I used a 2 inch steel pulley for the drive and a 3 inch steel pulley for the auger. Do not use the fractional die cast zinc pulleys they are not made to stand up to the power of a small gasoline engine. Yes, installing a larger bottom friction disk pulley will slow down the speed of the snowblower and give you more useful blowing speeds. With the original 6 inch bottom pulley it was much faster than with the new 8.5 inch bottom pulley. It is just a bit faster than when it had the Tecumseh but the results speak for it self with the more powerful engine


Mtd Yardmachine 5/22 repower with Harbor Freight ...


----------



## Toro-8-2-4

Gusto. Nice video. That looks like about 10 inches of snow.

In the video what position was the speed selector on?... And was the lower pulley the OEM or did you have the larger pulley installed at that time?

I found a cast iron 1.75" diameter pulley but it is for a 1/2" wide belt. This will slow it down another 12.5%. I am not sure if the lower pulley will accept the 1/2" belt.


----------



## GustoGuy

Toro-8-2-4 said:


> Gusto. Nice video. That looks like about 10 inches of snow.
> 
> In the video what position was the speed selector on?... And was the lower pulley the OEM or did you have the larger pulley installed at that time?
> 
> I found a cast iron 1.75" diameter pulley but it is for a 1/2" wide belt. This will slow it down another 12.5%. I am not sure if the lower pulley will accept the 1/2" belt.


About 11 inches of snow. I like that the snow flys 40 feet now all the way into the other yard

Lowest speed. 5th is a pretty fast walk with the Predator 212cc. I bought a larger pulley. But it is 1/4 inch wide belt friction disk and the power of the Predator chews it up with in 1 season. I will be replacing it with a 3/8th inch belt lower pulley friction plate before the snow flys. I feel that it will handle the output of the Predator engine better than the thinner belt and I will get more life out of it.


----------



## Toro-8-2-4

Got it. The 8.5" pulley friction plate that was described in one of the earlier posts was MTD P/N 65604025A. Is this the plate that took a 1/4" wide belt that you will be replacing? If so, can you share the P/N of the replacement that can accept the 3/8" wide belt.

Thanks.


----------



## GustoGuy

Toro-8-2-4 said:


> Got it. The 8.5" pulley friction plate that was described in one of the earlier posts was MTD P/N 65604025A. Is this the plate that took a 1/4" wide belt that you will be replacing? If so, can you share the P/N of the replacement that can accept the 3/8" wide belt.
> 
> Thanks.

--- Excerpted data ---
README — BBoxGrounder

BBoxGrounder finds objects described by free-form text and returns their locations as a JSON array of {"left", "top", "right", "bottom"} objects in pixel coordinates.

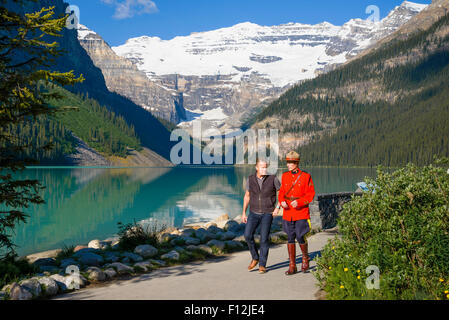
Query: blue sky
[{"left": 65, "top": 0, "right": 431, "bottom": 46}]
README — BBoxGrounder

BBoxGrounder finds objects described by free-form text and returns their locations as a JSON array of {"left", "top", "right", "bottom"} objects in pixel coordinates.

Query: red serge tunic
[{"left": 278, "top": 169, "right": 315, "bottom": 221}]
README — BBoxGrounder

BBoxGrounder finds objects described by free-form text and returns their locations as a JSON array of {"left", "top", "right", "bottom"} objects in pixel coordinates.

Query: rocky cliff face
[
  {"left": 106, "top": 1, "right": 426, "bottom": 127},
  {"left": 78, "top": 24, "right": 185, "bottom": 123}
]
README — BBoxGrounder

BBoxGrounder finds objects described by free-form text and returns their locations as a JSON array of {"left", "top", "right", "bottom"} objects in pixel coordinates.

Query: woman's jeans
[{"left": 245, "top": 211, "right": 273, "bottom": 267}]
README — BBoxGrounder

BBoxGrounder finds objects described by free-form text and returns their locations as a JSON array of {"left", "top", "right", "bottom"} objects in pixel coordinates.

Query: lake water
[{"left": 3, "top": 167, "right": 376, "bottom": 255}]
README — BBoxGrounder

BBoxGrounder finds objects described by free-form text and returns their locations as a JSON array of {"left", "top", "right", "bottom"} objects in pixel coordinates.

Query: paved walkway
[{"left": 55, "top": 232, "right": 335, "bottom": 300}]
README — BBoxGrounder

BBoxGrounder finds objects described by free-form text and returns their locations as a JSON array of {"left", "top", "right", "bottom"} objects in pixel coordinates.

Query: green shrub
[
  {"left": 315, "top": 164, "right": 449, "bottom": 299},
  {"left": 0, "top": 255, "right": 38, "bottom": 290},
  {"left": 117, "top": 221, "right": 166, "bottom": 251}
]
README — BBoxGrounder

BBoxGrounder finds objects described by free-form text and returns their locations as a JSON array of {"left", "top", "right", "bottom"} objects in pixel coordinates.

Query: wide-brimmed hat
[{"left": 285, "top": 151, "right": 300, "bottom": 162}]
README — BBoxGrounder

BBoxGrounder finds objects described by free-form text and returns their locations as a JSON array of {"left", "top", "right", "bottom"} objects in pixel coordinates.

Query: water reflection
[{"left": 4, "top": 167, "right": 375, "bottom": 255}]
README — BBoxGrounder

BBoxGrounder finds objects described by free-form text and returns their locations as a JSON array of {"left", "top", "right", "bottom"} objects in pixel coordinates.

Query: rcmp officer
[{"left": 279, "top": 151, "right": 315, "bottom": 275}]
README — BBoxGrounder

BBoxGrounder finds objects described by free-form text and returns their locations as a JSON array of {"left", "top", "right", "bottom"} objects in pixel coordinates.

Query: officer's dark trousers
[
  {"left": 282, "top": 220, "right": 310, "bottom": 244},
  {"left": 245, "top": 211, "right": 273, "bottom": 267}
]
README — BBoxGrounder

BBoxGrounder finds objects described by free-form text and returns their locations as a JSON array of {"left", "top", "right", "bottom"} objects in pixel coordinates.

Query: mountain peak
[{"left": 401, "top": 1, "right": 428, "bottom": 12}]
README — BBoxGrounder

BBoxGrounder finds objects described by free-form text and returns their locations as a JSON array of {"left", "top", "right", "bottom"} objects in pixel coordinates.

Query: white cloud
[{"left": 101, "top": 0, "right": 158, "bottom": 19}]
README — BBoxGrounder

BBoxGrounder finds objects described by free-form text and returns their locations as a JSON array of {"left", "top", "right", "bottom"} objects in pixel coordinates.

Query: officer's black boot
[
  {"left": 285, "top": 243, "right": 298, "bottom": 276},
  {"left": 299, "top": 242, "right": 309, "bottom": 272}
]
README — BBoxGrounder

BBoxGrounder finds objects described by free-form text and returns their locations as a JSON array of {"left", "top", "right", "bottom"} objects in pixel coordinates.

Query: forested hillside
[
  {"left": 0, "top": 87, "right": 142, "bottom": 164},
  {"left": 251, "top": 14, "right": 449, "bottom": 166}
]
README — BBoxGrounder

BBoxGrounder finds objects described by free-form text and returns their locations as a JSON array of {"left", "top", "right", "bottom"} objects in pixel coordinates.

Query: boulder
[
  {"left": 207, "top": 223, "right": 223, "bottom": 233},
  {"left": 60, "top": 258, "right": 80, "bottom": 270},
  {"left": 104, "top": 251, "right": 120, "bottom": 262},
  {"left": 50, "top": 274, "right": 67, "bottom": 292},
  {"left": 86, "top": 267, "right": 106, "bottom": 281},
  {"left": 105, "top": 262, "right": 134, "bottom": 274},
  {"left": 215, "top": 213, "right": 229, "bottom": 222},
  {"left": 9, "top": 282, "right": 33, "bottom": 300},
  {"left": 104, "top": 268, "right": 117, "bottom": 279},
  {"left": 78, "top": 252, "right": 104, "bottom": 266},
  {"left": 221, "top": 231, "right": 237, "bottom": 240},
  {"left": 195, "top": 228, "right": 213, "bottom": 243},
  {"left": 203, "top": 221, "right": 217, "bottom": 229},
  {"left": 181, "top": 228, "right": 195, "bottom": 237},
  {"left": 225, "top": 240, "right": 245, "bottom": 250},
  {"left": 134, "top": 244, "right": 158, "bottom": 258},
  {"left": 182, "top": 236, "right": 201, "bottom": 245},
  {"left": 207, "top": 239, "right": 225, "bottom": 251},
  {"left": 38, "top": 277, "right": 59, "bottom": 297},
  {"left": 161, "top": 250, "right": 179, "bottom": 260},
  {"left": 122, "top": 252, "right": 143, "bottom": 262},
  {"left": 148, "top": 259, "right": 167, "bottom": 267},
  {"left": 19, "top": 278, "right": 42, "bottom": 298},
  {"left": 198, "top": 244, "right": 212, "bottom": 254},
  {"left": 223, "top": 220, "right": 239, "bottom": 231},
  {"left": 87, "top": 239, "right": 112, "bottom": 250},
  {"left": 134, "top": 261, "right": 153, "bottom": 272},
  {"left": 73, "top": 245, "right": 89, "bottom": 252},
  {"left": 25, "top": 249, "right": 62, "bottom": 263}
]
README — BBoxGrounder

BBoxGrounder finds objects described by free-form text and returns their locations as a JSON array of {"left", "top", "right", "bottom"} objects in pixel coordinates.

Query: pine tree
[{"left": 0, "top": 0, "right": 84, "bottom": 259}]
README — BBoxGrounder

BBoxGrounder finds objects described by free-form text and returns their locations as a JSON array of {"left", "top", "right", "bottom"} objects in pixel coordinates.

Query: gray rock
[
  {"left": 86, "top": 267, "right": 106, "bottom": 281},
  {"left": 122, "top": 252, "right": 143, "bottom": 262},
  {"left": 9, "top": 282, "right": 33, "bottom": 300},
  {"left": 73, "top": 248, "right": 101, "bottom": 258},
  {"left": 222, "top": 231, "right": 237, "bottom": 240},
  {"left": 198, "top": 244, "right": 212, "bottom": 254},
  {"left": 170, "top": 236, "right": 185, "bottom": 246},
  {"left": 195, "top": 228, "right": 213, "bottom": 243},
  {"left": 87, "top": 239, "right": 112, "bottom": 250},
  {"left": 134, "top": 244, "right": 158, "bottom": 258},
  {"left": 225, "top": 240, "right": 244, "bottom": 250},
  {"left": 207, "top": 224, "right": 223, "bottom": 233},
  {"left": 33, "top": 258, "right": 56, "bottom": 268},
  {"left": 19, "top": 278, "right": 42, "bottom": 298},
  {"left": 161, "top": 250, "right": 179, "bottom": 260},
  {"left": 50, "top": 274, "right": 67, "bottom": 292},
  {"left": 148, "top": 259, "right": 167, "bottom": 267},
  {"left": 182, "top": 228, "right": 195, "bottom": 237},
  {"left": 104, "top": 268, "right": 117, "bottom": 279},
  {"left": 39, "top": 266, "right": 60, "bottom": 273},
  {"left": 223, "top": 220, "right": 239, "bottom": 231},
  {"left": 78, "top": 252, "right": 104, "bottom": 266},
  {"left": 38, "top": 277, "right": 59, "bottom": 297},
  {"left": 183, "top": 237, "right": 201, "bottom": 245},
  {"left": 64, "top": 273, "right": 87, "bottom": 290},
  {"left": 104, "top": 251, "right": 120, "bottom": 262},
  {"left": 60, "top": 258, "right": 80, "bottom": 270},
  {"left": 106, "top": 262, "right": 134, "bottom": 274},
  {"left": 207, "top": 239, "right": 225, "bottom": 250},
  {"left": 134, "top": 261, "right": 153, "bottom": 272}
]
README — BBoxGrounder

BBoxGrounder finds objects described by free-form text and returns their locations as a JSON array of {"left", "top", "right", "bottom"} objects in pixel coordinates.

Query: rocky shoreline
[{"left": 0, "top": 214, "right": 286, "bottom": 300}]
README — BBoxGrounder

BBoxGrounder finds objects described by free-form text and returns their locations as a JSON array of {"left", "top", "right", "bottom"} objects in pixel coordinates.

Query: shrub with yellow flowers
[{"left": 314, "top": 160, "right": 449, "bottom": 299}]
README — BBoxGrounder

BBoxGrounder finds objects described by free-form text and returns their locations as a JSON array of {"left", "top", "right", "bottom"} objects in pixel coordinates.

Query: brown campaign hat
[{"left": 285, "top": 151, "right": 299, "bottom": 162}]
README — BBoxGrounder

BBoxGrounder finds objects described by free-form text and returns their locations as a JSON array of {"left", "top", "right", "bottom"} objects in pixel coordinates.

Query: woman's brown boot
[{"left": 285, "top": 243, "right": 298, "bottom": 276}]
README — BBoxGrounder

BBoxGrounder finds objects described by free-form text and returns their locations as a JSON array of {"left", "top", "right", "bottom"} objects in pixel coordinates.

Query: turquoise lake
[{"left": 3, "top": 167, "right": 376, "bottom": 255}]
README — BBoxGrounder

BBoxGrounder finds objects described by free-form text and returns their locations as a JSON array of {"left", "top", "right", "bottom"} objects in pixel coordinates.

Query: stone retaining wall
[{"left": 309, "top": 192, "right": 361, "bottom": 230}]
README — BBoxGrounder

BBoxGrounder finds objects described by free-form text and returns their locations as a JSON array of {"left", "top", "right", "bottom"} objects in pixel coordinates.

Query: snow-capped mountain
[
  {"left": 112, "top": 1, "right": 426, "bottom": 87},
  {"left": 78, "top": 1, "right": 427, "bottom": 127}
]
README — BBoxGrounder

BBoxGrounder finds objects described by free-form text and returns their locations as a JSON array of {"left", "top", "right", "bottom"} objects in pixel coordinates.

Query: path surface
[{"left": 55, "top": 232, "right": 335, "bottom": 300}]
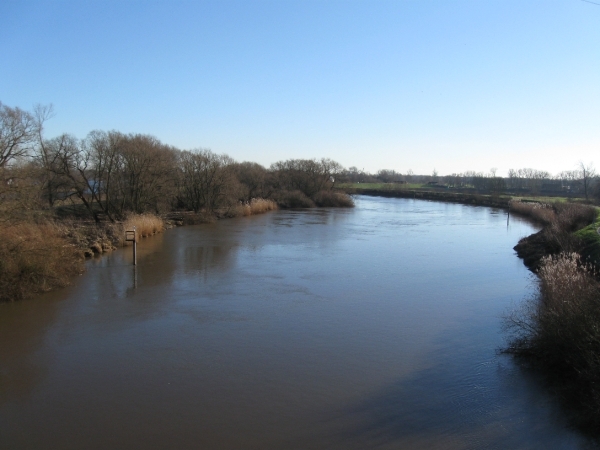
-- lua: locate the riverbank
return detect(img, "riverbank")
[340,188,512,209]
[503,204,600,439]
[0,199,284,301]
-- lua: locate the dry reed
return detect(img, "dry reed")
[123,214,165,239]
[506,253,600,432]
[236,198,277,216]
[0,223,84,301]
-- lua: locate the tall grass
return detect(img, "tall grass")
[122,214,165,243]
[506,253,600,432]
[0,223,83,301]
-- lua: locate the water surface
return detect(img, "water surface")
[0,197,584,449]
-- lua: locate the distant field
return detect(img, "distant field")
[337,183,425,190]
[336,183,585,203]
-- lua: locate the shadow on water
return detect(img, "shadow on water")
[331,326,600,449]
[0,288,70,405]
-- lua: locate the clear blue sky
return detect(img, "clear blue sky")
[0,0,600,175]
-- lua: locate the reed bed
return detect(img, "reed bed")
[505,253,600,435]
[0,223,84,301]
[122,214,165,239]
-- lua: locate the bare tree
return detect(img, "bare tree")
[579,161,596,200]
[0,102,52,168]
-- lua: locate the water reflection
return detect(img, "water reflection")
[0,198,592,449]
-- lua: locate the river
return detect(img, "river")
[0,197,586,449]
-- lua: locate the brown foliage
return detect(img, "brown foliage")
[0,223,83,301]
[507,253,600,430]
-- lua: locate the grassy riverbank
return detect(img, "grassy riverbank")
[504,203,600,437]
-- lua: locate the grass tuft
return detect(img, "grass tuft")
[0,223,84,301]
[123,214,165,239]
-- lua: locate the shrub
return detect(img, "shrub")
[123,214,165,238]
[0,223,84,301]
[506,253,600,430]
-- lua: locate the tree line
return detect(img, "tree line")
[0,103,351,222]
[338,162,600,199]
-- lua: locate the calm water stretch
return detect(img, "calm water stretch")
[0,197,585,449]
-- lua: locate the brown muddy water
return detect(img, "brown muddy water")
[0,197,586,449]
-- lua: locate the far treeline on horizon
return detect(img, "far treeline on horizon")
[0,103,600,227]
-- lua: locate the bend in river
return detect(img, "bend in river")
[0,197,585,449]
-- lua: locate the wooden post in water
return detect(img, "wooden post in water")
[125,227,137,266]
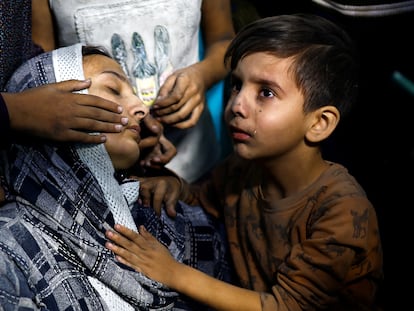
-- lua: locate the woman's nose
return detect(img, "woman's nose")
[228,91,247,116]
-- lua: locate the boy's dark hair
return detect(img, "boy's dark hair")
[224,13,358,115]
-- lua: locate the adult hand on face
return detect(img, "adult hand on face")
[152,65,206,129]
[2,80,128,143]
[136,176,181,217]
[139,115,177,168]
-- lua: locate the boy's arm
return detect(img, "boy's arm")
[106,225,262,311]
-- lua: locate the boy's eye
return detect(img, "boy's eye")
[230,78,242,91]
[260,88,275,97]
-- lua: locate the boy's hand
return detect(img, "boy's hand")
[137,176,181,217]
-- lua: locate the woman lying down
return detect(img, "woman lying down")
[0,44,233,311]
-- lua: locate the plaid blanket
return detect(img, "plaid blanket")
[0,46,229,311]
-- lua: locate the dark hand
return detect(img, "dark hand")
[2,80,128,143]
[139,115,177,168]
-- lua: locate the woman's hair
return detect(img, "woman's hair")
[224,14,358,115]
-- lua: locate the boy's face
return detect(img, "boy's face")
[83,55,149,169]
[225,53,311,160]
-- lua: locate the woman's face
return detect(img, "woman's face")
[83,55,149,169]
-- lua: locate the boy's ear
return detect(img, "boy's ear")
[306,106,341,143]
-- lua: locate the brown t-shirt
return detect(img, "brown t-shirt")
[188,158,383,311]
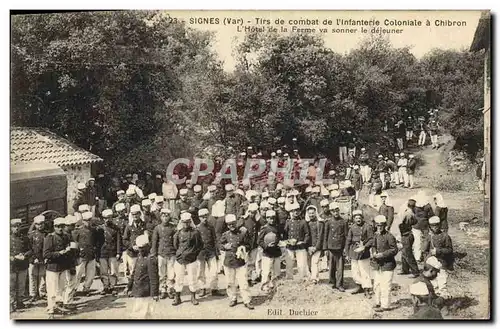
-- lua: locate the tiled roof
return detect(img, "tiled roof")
[10,127,102,166]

--- To do ---
1/ In the snowblower thread, what size steel pulley went on the auger?
2/ Please mark each statement yes or no against the snowblower thread, quoting the words that decide it: (a) The snow in the video was about 11 inches deep. (b) The speed selector was in 5th for the video. (c) The cast iron 1.75" pulley takes a 3/8" wide belt.
3/ Write the next part of the snowblower thread, starting after its final line.
The listing has nothing to do with the snowblower thread.

--- Responses for each task ---
1/ A 3 inch steel pulley.

2/
(a) Yes: "About 11 inches of snow."
(b) No: "Lowest speed."
(c) No: "it is for a 1/2" wide belt"

3/
 I seen this one on ebay can take a 3/8 inch wide belt which will be stiffer and should be much less likely to break down like the 1/4 inch belt


----------



## Toro-8-2-4

Good find Gusto!
Just a thought.....
Are you sure the shaft size is compatible. Just from scaling off the photo I am guessing it is 5/8. Also has a flat on it.


----------



## Grunt

Toro-8-2-4 said:


> Good find Gusto!
> Just a thought.....
> Are you sure the shaft size is compatible. Just from scaling off the photo I am guessing it is 5/8. Also has a flat on it.


I don't think this is the correct picture. Looks like, and is described as, friction drive disc, not a pulley.


----------



## GustoGuy

Toro-8-2-4 said:


> Good find Gusto!
> Just a thought.....
> Are you sure the shaft size is compatible. Just from scaling off the photo I am guessing it is 5/8. Also has a flat on it.


There is a v-belt groove that runs along the outside perimeter of the friction disk. You just can't see it in the picture. Other views of the friction disk shows the v-belt groove


----------



## Toro-8-2-4

I understand that there is a v belt groove on the out side diameter.
Here is another view.

Snowblower friction disc | 656-04055 | SearsPartsDirect


I am wondering if the shaft that is pressed in to the bearing will be a drop in installation with most MTD's It mounts into the pivot plate. I need to refresh my memory as to how it connects on my machine. It is another consideration to be aware of. Still .....a good find!


----------



## Grunt

GustoGuy said:


> There is a v-belt groove that runs along the outside perimeter of the friction disk. You just can't see it in the picture. Other views of the friction disk shows the v-belt groove


I apologize for my ignorance of the part described.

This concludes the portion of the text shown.